### The input
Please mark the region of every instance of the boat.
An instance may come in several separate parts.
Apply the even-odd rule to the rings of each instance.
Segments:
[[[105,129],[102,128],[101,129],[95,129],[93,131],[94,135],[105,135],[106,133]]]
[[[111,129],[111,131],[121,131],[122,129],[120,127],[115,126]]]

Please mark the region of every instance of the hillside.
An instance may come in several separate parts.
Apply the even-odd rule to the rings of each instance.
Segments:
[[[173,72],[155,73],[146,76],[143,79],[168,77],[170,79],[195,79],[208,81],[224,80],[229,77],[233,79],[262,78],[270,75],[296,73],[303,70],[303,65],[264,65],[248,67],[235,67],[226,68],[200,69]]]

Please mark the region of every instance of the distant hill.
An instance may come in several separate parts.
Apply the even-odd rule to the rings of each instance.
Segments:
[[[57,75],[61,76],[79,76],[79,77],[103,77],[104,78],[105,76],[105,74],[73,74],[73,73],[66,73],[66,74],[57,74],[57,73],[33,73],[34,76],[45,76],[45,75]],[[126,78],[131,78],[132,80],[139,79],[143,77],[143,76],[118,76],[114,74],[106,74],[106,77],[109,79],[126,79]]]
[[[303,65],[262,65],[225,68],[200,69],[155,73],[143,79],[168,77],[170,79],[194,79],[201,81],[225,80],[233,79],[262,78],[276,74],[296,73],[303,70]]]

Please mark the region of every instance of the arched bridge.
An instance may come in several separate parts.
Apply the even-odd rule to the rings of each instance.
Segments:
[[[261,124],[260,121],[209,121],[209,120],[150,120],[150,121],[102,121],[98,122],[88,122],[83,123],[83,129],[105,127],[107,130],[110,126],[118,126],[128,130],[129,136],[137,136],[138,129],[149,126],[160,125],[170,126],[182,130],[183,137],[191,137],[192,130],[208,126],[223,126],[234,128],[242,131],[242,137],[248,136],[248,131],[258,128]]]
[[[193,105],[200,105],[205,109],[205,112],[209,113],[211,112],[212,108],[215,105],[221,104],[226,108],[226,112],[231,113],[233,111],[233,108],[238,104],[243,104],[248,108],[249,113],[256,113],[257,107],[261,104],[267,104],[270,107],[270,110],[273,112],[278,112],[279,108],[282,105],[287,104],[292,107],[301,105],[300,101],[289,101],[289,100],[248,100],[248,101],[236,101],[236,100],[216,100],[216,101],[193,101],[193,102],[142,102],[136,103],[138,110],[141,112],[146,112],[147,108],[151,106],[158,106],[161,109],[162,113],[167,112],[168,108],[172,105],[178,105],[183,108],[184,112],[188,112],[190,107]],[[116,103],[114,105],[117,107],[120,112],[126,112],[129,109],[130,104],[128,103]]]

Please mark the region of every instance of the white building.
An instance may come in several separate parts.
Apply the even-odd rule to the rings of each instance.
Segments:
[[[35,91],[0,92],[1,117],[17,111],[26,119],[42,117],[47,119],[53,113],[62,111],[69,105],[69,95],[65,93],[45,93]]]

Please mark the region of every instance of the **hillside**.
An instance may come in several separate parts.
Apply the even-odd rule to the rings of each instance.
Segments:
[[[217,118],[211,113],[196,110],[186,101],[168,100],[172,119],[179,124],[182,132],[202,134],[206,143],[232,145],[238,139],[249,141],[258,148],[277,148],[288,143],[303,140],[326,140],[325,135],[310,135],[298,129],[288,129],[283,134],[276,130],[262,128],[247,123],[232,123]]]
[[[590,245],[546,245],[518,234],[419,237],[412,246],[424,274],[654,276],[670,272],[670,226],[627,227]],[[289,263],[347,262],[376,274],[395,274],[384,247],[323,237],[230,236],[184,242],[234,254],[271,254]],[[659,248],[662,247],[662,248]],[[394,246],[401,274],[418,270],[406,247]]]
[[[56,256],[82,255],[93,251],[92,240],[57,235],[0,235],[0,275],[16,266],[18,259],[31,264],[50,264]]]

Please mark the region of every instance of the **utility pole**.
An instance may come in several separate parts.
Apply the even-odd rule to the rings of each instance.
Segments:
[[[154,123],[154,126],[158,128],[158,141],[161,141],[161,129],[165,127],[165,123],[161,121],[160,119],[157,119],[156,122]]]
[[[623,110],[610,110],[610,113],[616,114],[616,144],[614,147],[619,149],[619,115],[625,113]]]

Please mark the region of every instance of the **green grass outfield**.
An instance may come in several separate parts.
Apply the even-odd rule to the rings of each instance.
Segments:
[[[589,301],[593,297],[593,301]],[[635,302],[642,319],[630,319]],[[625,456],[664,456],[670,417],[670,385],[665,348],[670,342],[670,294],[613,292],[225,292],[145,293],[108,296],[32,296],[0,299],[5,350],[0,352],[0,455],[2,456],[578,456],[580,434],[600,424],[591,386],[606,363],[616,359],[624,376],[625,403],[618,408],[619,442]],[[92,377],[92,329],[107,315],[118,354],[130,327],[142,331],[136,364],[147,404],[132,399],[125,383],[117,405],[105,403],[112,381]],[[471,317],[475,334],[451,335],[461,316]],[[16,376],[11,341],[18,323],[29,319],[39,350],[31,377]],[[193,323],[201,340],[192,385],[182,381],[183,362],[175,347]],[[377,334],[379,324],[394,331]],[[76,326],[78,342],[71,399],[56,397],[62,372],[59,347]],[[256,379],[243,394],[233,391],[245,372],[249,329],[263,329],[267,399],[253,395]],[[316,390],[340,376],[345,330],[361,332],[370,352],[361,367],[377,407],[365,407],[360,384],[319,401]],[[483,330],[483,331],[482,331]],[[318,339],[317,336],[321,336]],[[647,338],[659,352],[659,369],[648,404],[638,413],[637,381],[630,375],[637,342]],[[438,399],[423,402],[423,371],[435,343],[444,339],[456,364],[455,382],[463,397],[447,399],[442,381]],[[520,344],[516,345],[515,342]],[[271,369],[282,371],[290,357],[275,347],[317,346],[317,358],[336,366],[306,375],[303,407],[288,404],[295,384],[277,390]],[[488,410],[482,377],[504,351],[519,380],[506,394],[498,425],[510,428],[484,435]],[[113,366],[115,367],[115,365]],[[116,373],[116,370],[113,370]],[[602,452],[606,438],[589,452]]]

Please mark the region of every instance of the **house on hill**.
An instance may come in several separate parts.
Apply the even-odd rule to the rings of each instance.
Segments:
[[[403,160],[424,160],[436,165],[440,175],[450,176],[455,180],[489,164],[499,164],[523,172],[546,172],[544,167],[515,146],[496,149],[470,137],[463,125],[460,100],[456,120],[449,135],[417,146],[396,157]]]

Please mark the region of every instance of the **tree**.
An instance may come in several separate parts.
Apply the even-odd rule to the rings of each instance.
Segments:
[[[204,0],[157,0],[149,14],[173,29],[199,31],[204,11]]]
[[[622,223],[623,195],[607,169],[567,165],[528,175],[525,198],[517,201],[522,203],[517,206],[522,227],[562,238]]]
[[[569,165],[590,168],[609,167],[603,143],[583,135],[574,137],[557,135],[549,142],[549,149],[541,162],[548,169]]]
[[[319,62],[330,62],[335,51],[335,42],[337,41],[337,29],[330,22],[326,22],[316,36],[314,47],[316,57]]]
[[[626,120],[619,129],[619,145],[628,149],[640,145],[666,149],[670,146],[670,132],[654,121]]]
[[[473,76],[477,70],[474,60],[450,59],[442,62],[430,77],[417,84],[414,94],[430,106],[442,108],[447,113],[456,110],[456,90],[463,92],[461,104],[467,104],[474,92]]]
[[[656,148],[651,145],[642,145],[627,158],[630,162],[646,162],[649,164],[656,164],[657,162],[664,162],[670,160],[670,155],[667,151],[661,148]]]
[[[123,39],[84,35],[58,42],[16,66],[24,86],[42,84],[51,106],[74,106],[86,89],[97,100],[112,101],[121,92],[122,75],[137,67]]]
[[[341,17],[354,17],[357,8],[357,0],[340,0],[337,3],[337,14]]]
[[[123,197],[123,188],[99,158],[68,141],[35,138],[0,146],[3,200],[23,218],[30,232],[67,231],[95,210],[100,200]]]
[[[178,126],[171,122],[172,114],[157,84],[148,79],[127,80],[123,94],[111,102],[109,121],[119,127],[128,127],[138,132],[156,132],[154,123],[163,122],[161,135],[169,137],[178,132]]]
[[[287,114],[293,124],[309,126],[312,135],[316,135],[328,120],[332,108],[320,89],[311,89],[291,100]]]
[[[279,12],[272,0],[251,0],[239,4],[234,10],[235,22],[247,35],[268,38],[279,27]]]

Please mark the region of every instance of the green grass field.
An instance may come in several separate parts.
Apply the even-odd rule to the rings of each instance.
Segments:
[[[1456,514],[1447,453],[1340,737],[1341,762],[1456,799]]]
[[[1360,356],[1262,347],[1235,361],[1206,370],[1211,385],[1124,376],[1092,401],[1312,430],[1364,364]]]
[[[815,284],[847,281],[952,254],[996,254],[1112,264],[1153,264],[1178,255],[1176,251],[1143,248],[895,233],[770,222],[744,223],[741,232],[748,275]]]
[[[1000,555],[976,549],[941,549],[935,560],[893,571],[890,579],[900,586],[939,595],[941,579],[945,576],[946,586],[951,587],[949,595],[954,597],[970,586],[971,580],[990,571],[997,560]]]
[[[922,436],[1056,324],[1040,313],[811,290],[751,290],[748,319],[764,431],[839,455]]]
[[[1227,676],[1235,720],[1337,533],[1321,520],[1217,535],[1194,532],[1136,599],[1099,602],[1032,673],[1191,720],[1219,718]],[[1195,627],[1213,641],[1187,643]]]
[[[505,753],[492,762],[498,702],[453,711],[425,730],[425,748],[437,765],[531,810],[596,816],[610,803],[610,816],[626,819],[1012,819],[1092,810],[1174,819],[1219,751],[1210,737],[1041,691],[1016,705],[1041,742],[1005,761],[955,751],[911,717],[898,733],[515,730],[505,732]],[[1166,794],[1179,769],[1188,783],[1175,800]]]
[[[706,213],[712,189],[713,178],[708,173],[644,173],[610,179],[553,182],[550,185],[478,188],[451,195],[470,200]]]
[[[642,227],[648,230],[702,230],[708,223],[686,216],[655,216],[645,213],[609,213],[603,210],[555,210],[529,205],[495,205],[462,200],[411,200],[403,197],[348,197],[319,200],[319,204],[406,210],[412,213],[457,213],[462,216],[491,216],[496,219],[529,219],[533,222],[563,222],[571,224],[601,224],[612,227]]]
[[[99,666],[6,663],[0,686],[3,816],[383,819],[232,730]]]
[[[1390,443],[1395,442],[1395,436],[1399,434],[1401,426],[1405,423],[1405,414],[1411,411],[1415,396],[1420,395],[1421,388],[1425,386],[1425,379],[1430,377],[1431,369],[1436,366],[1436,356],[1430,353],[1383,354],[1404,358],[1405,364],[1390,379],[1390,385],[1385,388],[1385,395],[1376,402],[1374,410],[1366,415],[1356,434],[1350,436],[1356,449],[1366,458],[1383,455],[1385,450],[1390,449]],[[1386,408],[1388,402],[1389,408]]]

### To do
Starting with the first line of the data and going on through the line that contains "[[[111,129],[111,131],[121,131],[122,129],[120,127],[115,126]]]", rewrite those lines with "boat" changed to "rowboat" and everything else left as it is.

### Response
Please mark the region of every instance of the rowboat.
An instance may come in several separate parts.
Apply the even-odd rule to the rings of each instance.
Segments:
[[[105,129],[102,128],[101,129],[95,129],[93,131],[94,135],[105,135],[106,133]]]
[[[111,129],[111,131],[121,131],[122,129],[120,127],[115,126]]]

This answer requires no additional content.